◆ Task description ◆
Only the lines from the one containing "For every instance of the tiger's nose, the" through the end of the records should be retyped, exactly and including both ends; pictures stay out.

◆ Supplied records ◆
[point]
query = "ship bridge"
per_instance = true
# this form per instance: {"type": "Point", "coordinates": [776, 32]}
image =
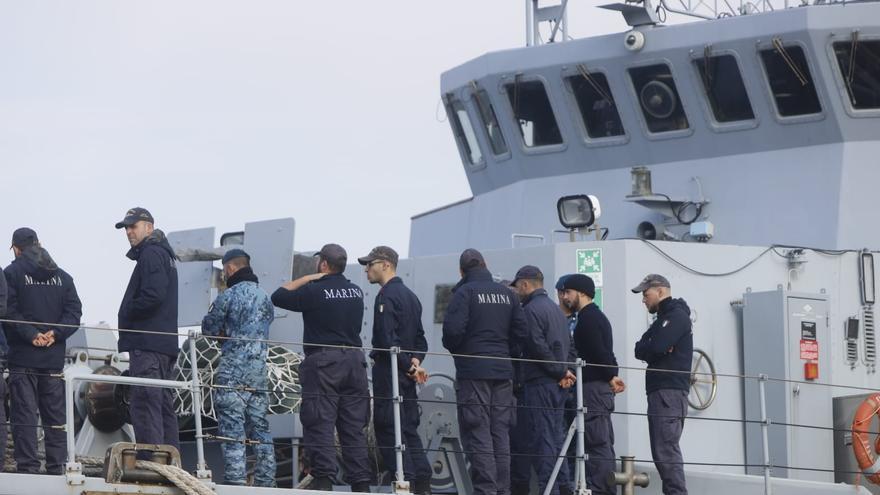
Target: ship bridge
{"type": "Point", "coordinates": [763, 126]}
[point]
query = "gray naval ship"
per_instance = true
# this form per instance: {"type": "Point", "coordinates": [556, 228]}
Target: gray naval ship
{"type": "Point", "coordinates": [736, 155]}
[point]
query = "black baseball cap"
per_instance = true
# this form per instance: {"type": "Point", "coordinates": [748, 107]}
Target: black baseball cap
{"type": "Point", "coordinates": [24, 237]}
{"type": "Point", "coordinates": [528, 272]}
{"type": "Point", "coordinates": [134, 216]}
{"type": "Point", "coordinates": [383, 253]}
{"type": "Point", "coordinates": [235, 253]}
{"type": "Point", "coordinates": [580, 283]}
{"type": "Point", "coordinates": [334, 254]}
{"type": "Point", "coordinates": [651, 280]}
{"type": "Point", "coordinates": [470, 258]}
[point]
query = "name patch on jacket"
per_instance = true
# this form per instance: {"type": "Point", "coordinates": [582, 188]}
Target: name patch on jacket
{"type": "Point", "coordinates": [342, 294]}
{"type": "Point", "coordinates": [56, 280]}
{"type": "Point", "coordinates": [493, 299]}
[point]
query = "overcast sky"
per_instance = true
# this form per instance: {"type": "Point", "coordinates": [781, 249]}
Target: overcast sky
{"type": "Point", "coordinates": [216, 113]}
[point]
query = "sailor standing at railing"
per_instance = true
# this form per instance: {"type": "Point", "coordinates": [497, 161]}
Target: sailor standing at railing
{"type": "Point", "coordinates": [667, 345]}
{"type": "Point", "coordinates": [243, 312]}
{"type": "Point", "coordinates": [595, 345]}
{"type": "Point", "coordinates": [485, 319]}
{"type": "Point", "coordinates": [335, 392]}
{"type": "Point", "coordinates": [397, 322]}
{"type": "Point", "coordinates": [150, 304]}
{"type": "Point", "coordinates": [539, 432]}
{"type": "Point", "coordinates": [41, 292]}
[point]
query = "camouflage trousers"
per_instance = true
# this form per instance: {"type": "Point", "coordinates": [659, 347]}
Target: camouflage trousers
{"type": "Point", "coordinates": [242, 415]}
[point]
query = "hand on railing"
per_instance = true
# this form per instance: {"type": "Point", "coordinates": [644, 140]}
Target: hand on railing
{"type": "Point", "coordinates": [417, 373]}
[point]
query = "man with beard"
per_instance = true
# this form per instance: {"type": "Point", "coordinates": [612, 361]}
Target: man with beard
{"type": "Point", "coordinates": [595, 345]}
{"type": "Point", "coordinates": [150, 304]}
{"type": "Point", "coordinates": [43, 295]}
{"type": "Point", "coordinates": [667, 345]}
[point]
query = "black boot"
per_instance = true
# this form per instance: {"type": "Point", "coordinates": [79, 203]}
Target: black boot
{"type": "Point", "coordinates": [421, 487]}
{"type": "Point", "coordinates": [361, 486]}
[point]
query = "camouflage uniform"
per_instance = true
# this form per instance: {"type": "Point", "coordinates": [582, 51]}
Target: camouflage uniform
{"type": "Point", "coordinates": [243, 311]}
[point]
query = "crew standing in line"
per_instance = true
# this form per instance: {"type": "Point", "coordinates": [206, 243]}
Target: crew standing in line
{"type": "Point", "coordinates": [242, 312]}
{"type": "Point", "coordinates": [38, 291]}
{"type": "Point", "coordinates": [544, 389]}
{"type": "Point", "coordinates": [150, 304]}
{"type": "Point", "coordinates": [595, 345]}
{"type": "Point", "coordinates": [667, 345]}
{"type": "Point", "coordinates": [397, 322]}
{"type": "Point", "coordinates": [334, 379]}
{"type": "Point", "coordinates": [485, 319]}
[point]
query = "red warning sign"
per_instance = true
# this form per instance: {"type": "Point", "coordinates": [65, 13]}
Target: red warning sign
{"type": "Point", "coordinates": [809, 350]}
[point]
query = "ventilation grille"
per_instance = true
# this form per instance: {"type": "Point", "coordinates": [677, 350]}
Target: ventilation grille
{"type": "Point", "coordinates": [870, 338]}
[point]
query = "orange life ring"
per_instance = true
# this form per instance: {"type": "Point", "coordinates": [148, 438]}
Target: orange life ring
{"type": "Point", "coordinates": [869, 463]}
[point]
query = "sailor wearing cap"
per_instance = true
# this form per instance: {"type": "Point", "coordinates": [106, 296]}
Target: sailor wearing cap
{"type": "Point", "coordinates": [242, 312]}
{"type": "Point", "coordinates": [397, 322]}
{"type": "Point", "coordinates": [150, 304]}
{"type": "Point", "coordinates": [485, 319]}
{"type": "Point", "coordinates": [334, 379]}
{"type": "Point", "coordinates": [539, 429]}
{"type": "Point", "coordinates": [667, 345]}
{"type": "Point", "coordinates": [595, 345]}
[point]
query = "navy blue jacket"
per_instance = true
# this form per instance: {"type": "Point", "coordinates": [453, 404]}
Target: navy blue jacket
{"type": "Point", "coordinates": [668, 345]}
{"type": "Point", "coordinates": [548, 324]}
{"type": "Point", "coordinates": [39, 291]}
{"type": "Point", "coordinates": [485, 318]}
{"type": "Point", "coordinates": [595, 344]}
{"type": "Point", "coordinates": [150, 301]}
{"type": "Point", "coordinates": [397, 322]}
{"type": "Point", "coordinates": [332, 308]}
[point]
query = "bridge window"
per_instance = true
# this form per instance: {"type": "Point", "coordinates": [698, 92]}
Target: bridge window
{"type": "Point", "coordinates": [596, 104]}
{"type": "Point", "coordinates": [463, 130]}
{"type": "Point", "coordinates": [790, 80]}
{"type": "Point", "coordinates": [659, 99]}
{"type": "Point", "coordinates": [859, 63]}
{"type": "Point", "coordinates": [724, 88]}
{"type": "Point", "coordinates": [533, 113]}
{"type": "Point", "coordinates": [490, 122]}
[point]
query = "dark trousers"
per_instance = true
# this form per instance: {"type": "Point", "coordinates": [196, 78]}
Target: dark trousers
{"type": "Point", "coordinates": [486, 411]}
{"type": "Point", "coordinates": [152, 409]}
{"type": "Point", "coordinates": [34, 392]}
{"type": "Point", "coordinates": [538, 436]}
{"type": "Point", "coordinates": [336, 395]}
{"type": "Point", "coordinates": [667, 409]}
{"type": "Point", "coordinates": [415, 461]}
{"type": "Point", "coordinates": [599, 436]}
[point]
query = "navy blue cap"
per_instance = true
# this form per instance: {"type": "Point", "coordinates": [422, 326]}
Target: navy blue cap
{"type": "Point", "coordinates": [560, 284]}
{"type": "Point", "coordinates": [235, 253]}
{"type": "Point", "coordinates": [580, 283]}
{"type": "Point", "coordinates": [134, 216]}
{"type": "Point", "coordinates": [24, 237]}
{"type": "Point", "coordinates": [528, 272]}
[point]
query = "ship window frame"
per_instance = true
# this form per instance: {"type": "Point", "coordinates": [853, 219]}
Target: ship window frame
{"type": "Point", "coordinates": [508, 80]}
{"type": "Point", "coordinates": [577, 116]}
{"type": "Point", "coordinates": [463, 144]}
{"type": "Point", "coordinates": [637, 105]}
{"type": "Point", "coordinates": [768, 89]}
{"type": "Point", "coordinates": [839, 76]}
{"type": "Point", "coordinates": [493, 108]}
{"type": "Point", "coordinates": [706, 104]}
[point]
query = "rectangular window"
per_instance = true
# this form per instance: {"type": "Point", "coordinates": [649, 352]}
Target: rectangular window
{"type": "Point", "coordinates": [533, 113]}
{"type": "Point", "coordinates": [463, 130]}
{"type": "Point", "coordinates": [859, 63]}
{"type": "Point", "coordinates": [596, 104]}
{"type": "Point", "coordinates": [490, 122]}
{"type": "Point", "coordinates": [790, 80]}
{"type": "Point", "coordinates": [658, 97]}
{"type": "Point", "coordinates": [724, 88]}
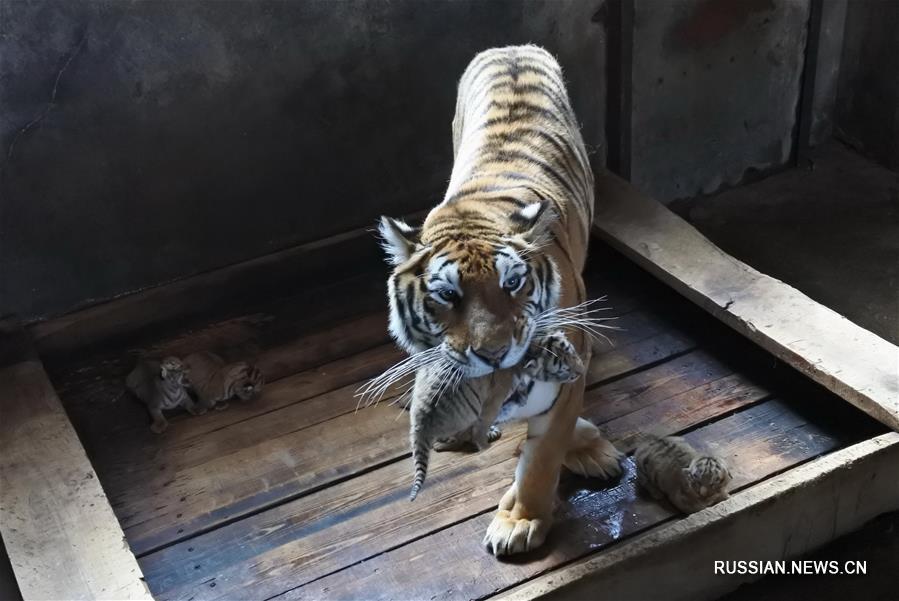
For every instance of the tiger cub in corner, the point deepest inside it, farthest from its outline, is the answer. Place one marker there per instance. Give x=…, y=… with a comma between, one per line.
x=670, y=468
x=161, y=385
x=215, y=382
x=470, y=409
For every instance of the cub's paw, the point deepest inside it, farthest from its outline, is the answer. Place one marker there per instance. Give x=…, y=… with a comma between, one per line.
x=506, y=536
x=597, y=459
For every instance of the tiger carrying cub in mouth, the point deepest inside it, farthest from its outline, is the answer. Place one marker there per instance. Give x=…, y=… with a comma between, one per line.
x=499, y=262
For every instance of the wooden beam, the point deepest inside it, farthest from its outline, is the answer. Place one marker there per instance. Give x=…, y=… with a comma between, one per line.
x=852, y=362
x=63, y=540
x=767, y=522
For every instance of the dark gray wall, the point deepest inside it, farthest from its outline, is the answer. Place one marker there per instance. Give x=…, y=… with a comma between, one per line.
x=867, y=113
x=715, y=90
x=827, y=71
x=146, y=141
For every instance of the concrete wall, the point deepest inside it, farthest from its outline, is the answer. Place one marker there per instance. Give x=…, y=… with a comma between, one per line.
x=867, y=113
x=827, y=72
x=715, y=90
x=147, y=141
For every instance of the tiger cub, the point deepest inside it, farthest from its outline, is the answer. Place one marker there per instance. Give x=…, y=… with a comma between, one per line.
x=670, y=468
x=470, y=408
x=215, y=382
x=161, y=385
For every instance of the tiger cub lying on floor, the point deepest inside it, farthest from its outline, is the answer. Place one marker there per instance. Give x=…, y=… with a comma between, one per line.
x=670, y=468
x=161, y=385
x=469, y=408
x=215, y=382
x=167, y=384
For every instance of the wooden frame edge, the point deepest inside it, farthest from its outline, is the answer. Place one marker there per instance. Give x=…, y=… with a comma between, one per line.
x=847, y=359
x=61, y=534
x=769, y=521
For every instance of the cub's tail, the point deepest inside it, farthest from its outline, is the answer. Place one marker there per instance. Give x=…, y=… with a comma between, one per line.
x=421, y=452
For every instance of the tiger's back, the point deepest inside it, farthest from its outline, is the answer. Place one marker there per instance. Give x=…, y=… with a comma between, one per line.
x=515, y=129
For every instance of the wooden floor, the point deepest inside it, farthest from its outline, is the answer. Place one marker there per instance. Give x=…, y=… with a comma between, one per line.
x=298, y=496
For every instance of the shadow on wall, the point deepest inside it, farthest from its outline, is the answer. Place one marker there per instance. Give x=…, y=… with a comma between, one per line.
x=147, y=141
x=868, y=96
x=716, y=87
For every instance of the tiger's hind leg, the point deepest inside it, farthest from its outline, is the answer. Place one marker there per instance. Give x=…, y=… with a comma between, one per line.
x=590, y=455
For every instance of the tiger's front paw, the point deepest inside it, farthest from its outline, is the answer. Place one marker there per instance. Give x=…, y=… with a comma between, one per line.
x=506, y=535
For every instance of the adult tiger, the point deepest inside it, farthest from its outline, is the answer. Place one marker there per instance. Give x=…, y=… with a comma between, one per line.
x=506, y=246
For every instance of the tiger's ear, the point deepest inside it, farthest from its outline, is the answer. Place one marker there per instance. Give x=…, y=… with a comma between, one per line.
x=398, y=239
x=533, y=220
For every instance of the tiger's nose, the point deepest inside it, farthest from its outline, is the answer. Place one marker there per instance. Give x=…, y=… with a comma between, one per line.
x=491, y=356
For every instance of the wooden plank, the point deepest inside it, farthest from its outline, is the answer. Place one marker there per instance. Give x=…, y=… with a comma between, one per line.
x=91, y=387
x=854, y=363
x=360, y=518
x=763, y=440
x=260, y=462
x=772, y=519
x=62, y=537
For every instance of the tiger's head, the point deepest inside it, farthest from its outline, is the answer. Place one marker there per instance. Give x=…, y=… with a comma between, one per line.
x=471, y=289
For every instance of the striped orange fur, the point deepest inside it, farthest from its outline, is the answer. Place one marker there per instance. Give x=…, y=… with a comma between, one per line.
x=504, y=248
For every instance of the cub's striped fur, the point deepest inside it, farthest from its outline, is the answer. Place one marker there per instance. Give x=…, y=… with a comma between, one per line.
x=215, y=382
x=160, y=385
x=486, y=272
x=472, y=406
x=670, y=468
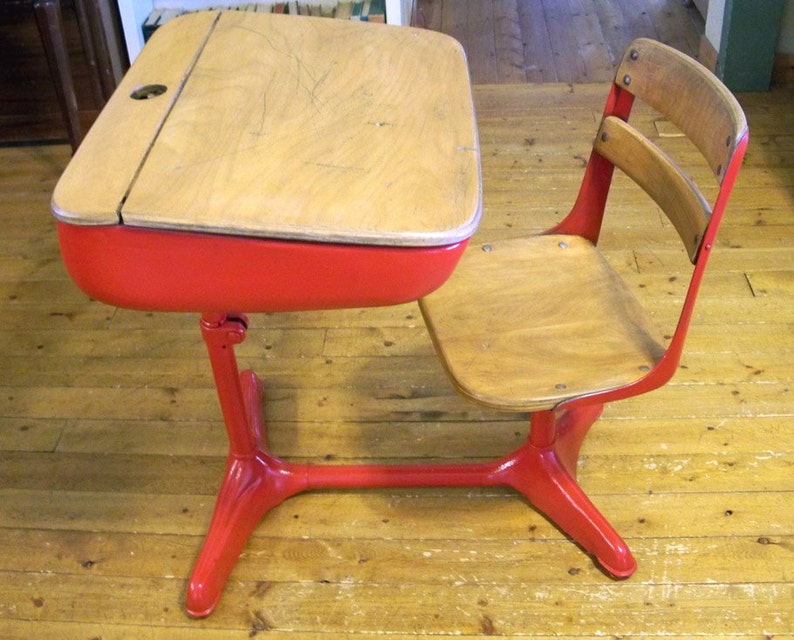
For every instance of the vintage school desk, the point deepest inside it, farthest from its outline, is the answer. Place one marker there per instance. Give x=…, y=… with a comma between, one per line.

◆ Full output ◆
For every instance of the tiger's nose, the point deepest inside it, farthest from its outline, is the answer. Place one marker there per instance. Give x=…, y=… with a comma between, one per line.
x=491, y=356
For every instance of the wooden plank, the point deepest inside it, farthest from its outline, is the answer. Place one marker there per instance. Give x=…, y=… with a comma between, one per line.
x=91, y=387
x=854, y=363
x=360, y=518
x=763, y=440
x=260, y=462
x=772, y=519
x=62, y=537
For every instance of the tiger's head, the point deepest inside it, farthest from its outline, is the answer. Place one marker there per instance. Give x=…, y=… with a comma between, one per line.
x=471, y=289
For every instance of the striped orange fur, the point deepest inside it, farthest from its outline, is the answer. Place one marker there per instance. Give x=…, y=… with a comma between, one per line.
x=504, y=248
For every instance of the cub's striped fur, the point deepest inside it, farthest from its outline, is the answer. Place one marker there per instance. Give x=…, y=… with a comma between, one per line.
x=215, y=382
x=160, y=385
x=486, y=272
x=472, y=406
x=670, y=468
For every instance of the vintage school desk, the point deepest inside it, farthest from its outline, is the answer. Place one marker there per instance. Give x=…, y=… with a comma between, one per line.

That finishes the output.